Text block>
— Begin —

PRINCIPAL INVESTMENT RISKS

The price per share of the Fund will fluctuate with changes in value of the
investments held by the Fund. You may lose money by investing in the Fund. The
Fund faces the following general risks:

Market Risk
The values of stocks fluctuate in response to the activities of individual
companies and general stock market and economic conditions. Stock prices may
decline over short or even extended periods. Stocks are more volatile and
riskier than some other forms of investment, such as short-term, high-grade
fixed-income securities.

Interest Rate Risk
Interest rate risk is the chance that the value of the bonds the Fund holds will
decline due to rising interest rates. When interest rates rise, the price of
most bonds goes down. When interest rates go down, bond prices go up. The price
of a bond is also affected by its maturity. Bonds with longer maturities
generally have greater sensitivity to changes in interest rates.

Credit Risk
Credit risk is the chance that a bond issuer will fail to repay interest and
principal in a timely manner, reducing the Fund's return. Credit risk is
somewhat minimized by the Fund's policy of investing primarily in bonds rated
within the four highest long-term or two highest short-term rating categories or
comparable quality unrated securities and through adequate diversification among
issuers and industries.

Selection  Risk
Selection risk is the chance that poor security selection will cause the Fund to
underperform other funds with similar investment objectives.

— End —

What to work on>
1. List the names of the risk categories given as headings in the investment risks section.
2. Reproduce the passage of the investment risks section that starts with "PRINCIPAL INVESTMENT RISKS" and goes on through "fixed-income securities.".
3. According to the investment risks section, what happens to the price of most bonds when interest rates rise?

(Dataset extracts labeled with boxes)
— Begin —

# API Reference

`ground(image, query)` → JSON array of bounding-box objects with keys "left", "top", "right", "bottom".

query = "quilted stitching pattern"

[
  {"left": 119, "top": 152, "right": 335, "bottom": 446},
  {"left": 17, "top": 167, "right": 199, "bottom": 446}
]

— End —

Complete answers>
1.
Market Risk
Interest Rate Risk
Credit Risk
Selection Risk

2.
PRINCIPAL INVESTMENT RISKS

The price per share of the Fund will fluctuate with changes in value of the
investments held by the Fund. You may lose money by investing in the Fund. The
Fund faces the following general risks:

Market Risk
The values of stocks fluctuate in response to the activities of individual
companies and general stock market and economic conditions. Stock prices may
decline over short or even extended periods. Stocks are more volatile and
riskier than some other forms of investment, such as short-term, high-grade
fixed-income securities.

3. The price of most bonds goes down.